### PROBLEM DESCRIPTION
Retype all of the lines below with no changes.

### DATA FOR THE TASK
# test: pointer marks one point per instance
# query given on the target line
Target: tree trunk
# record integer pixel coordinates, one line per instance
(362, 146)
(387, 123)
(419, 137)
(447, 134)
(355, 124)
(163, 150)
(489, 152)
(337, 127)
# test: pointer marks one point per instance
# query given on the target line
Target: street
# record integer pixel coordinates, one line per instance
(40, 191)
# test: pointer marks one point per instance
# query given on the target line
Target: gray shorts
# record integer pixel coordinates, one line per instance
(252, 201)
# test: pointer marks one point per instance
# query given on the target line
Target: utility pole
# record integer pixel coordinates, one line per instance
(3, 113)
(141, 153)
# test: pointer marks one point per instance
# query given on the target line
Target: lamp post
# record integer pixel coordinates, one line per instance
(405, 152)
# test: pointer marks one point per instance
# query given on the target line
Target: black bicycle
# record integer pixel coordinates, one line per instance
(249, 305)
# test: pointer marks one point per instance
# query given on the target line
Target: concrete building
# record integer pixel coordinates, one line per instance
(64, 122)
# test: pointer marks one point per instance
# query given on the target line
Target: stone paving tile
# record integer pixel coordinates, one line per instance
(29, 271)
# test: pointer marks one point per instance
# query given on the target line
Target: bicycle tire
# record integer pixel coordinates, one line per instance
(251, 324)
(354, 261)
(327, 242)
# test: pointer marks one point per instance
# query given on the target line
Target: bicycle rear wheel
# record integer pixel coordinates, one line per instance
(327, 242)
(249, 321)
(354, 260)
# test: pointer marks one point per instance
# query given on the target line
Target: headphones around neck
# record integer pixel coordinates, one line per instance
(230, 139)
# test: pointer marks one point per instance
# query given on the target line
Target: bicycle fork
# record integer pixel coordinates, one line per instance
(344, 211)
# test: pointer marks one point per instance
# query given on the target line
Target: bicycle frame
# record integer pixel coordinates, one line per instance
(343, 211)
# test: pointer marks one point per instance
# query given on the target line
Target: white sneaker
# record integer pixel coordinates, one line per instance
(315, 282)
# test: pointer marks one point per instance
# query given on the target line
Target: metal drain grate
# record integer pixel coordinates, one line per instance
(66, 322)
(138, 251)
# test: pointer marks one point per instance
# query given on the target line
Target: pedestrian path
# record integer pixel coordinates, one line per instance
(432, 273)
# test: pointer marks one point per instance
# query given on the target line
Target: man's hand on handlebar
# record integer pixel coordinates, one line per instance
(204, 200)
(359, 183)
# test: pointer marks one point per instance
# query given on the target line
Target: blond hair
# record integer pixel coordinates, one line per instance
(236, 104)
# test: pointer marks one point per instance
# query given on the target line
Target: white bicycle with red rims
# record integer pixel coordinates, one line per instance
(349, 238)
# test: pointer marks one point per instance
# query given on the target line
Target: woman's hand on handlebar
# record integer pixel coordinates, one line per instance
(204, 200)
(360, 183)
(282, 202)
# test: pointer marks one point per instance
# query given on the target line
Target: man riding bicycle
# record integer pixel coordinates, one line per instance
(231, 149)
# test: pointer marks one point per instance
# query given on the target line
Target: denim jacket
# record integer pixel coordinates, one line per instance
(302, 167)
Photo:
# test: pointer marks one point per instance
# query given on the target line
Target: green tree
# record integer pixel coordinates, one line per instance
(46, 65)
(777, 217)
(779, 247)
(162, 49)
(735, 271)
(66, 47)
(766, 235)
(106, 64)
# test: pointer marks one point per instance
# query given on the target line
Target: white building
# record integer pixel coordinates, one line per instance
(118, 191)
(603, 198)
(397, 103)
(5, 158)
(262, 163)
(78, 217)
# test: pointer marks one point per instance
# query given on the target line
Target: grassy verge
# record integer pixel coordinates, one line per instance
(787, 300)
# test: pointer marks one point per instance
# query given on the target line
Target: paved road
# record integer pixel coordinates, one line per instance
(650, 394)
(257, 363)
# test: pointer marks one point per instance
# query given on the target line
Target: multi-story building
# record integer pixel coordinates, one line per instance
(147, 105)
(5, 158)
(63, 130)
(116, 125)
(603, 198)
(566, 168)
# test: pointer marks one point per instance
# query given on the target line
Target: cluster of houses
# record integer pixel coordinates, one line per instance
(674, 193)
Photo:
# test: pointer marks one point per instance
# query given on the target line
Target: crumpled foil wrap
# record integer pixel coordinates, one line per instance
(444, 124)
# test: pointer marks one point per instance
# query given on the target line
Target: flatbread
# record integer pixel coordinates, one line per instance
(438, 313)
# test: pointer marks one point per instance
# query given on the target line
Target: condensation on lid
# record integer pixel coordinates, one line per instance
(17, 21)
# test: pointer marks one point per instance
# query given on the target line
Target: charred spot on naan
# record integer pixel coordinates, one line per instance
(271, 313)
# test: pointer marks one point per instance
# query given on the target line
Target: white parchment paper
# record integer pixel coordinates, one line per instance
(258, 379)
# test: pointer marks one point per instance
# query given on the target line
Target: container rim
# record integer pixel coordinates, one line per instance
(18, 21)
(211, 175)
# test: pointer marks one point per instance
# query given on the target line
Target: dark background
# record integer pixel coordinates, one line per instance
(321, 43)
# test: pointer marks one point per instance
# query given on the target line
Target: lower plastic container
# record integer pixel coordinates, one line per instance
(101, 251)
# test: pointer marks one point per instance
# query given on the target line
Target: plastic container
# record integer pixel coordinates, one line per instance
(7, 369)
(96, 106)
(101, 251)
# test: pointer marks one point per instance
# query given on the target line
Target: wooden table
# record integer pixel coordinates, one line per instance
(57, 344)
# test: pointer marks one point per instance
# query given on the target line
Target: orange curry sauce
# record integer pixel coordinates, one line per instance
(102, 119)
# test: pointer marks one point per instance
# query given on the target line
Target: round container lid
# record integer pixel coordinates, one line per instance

### OUTPUT OF THE TASK
# test: pointer marks one point per instance
# query given on the target line
Target: tree trunk
# record integer pixel coordinates, one line per instance
(362, 146)
(387, 123)
(419, 137)
(447, 134)
(355, 124)
(163, 150)
(489, 152)
(337, 127)
# test: pointer marks one point per instance
# query given on the target line
Target: street
# record integer pixel coordinates, one line per instance
(40, 191)
# test: pointer marks one point per instance
# query given on the target line
Target: gray shorts
# record integer pixel coordinates, one line per instance
(252, 201)
# test: pointer marks one point per instance
# query given on the target line
Target: utility pole
# record integer pixel coordinates, one line per instance
(3, 113)
(141, 153)
# test: pointer marks one point per instance
# query given on the target line
Target: lamp post
# record integer pixel coordinates, one line per instance
(405, 152)
# test: pointer marks one point per instance
# query given on the target line
Target: black bicycle
# record integer pixel coordinates, one line per instance
(249, 305)
# test: pointer marks one point per instance
# query given on the target line
Target: concrete building
# record integer pixel coordinates, one line per instance
(64, 122)
# test: pointer marks one point per instance
# query given on the target line
Target: stone paving tile
# record integer pixel coordinates, one line per instance
(29, 271)
# test: pointer marks one point per instance
# query given on the target line
Target: bicycle tire
# record integer pixel coordinates, one line per instance
(251, 324)
(354, 261)
(327, 242)
# test: pointer marks one point per instance
# query given on the target line
Target: bicycle rear wheel
# record integer pixel coordinates, one line per instance
(327, 242)
(249, 321)
(354, 260)
# test: pointer marks one point per instance
# query given on the target line
Target: headphones around neck
# record integer pixel coordinates, one line per instance
(230, 139)
# test: pointer marks one point per instance
# query given on the target line
Target: bicycle fork
# record integer pixel coordinates, one line per instance
(344, 211)
# test: pointer marks one point per instance
# query given on the target line
Target: bicycle frame
# record integer pixel coordinates, one line per instance
(343, 211)
# test: pointer marks one point per instance
# query given on the target line
Target: white sneaker
# record integer pixel coordinates, one line per instance
(315, 282)
# test: pointer marks one point per instance
# query given on the target line
Target: metal drain grate
# record integer pixel coordinates, one line per instance
(66, 322)
(138, 251)
# test: pointer marks one point per instance
# query given on the target line
Target: pedestrian path
# record integer pixel coordinates, one line per instance
(432, 273)
# test: pointer marks one point per instance
# query given on the target line
Target: man's hand on handlebar
# record integer pixel coordinates, one line per instance
(204, 200)
(359, 183)
# test: pointer marks one point per instance
# query given on the target line
Target: blond hair
# record integer pixel coordinates, one line per instance
(236, 104)
# test: pointer marks one point per instance
# query given on the target line
Target: white bicycle with red rims
# record integer pixel coordinates, one line per instance
(349, 238)
# test: pointer marks one point per instance
# query given on the target line
Target: woman's hand on handlebar
# record integer pixel coordinates, one line per instance
(204, 200)
(360, 183)
(282, 202)
# test: pointer marks one point per instance
# query given on the target line
Target: man riding bicycle
# record integer pixel coordinates, one line per instance
(231, 149)
# test: pointer marks one point per instance
# query given on the target line
Target: denim jacket
# record integer pixel coordinates, one line per instance
(302, 167)
Photo:
# test: pointer marks one point per instance
# query given on the target line
Target: green tree
# record integer pixel coordinates, one line per instance
(46, 65)
(777, 217)
(779, 247)
(162, 49)
(735, 271)
(66, 47)
(766, 235)
(106, 64)
# test: pointer marks one point per instance
# query given on the target line
Target: white building
# record integer pixel coordinates, one line per instance
(118, 191)
(603, 198)
(397, 103)
(5, 158)
(262, 163)
(78, 217)
# test: pointer marks one point per instance
# query given on the target line
Target: grassy verge
# record integer pixel coordinates, one line per instance
(787, 300)
# test: pointer marks one point per instance
# query given on the target line
Target: paved road
# record integer pixel coordinates, one line per instance
(650, 394)
(257, 363)
# test: pointer marks one point per instance
# query given on the target line
Target: multi-story building
# record integer pixel coordinates, one line per instance
(147, 105)
(5, 158)
(63, 130)
(116, 125)
(603, 198)
(566, 168)
# test: pointer marks one point per instance
# query given on the target line
Target: cluster of houses
# record integer pixel coordinates, one line per instance
(674, 193)
Photo:
# test: pointer marks one point per instance
# query given on the target line
Target: crumpled foil wrap
# record integer pixel coordinates, one line per instance
(444, 124)
# test: pointer marks one point per instance
# query given on the target line
Target: flatbread
# record integer pixel coordinates, one line per instance
(438, 313)
# test: pointer marks one point per instance
# query given on the target line
Target: condensation on lid
# record integer pixel coordinates, one line per instance
(17, 21)
# test: pointer marks one point per instance
# query given on the target line
Target: charred spot on naan
# record integer pixel coordinates, one line per instance
(271, 313)
# test: pointer marks one point per instance
# query given on the target line
Target: white parchment paper
# record integer pixel coordinates, one line per instance
(258, 379)
# test: pointer marks one point per instance
# query given on the target line
Target: container rim
# record integer pixel coordinates, one line per instance
(18, 21)
(211, 175)
# test: pointer marks one point per instance
# query given on the target line
Target: dark background
# record integer pixel coordinates, one line per instance
(321, 43)
# test: pointer marks one point per instance
# query given on the target line
Target: lower plastic container
# record integer pixel coordinates, one line per instance
(101, 251)
# test: pointer marks one point per instance
# query given on the target line
Target: plastic container
# record integer pixel coordinates, one line per instance
(7, 369)
(96, 106)
(101, 251)
# test: pointer marks one point per instance
# query given on the target line
Target: wooden table
# record integer pixel coordinates, one line per instance
(57, 344)
# test: pointer marks one point per instance
# query given on the target line
Target: orange curry sauce
# record integer pixel coordinates, one line per instance
(102, 119)
# test: pointer marks one point per instance
# query given on the target line
Target: round container lid
# record integer pixel coordinates, one line per instance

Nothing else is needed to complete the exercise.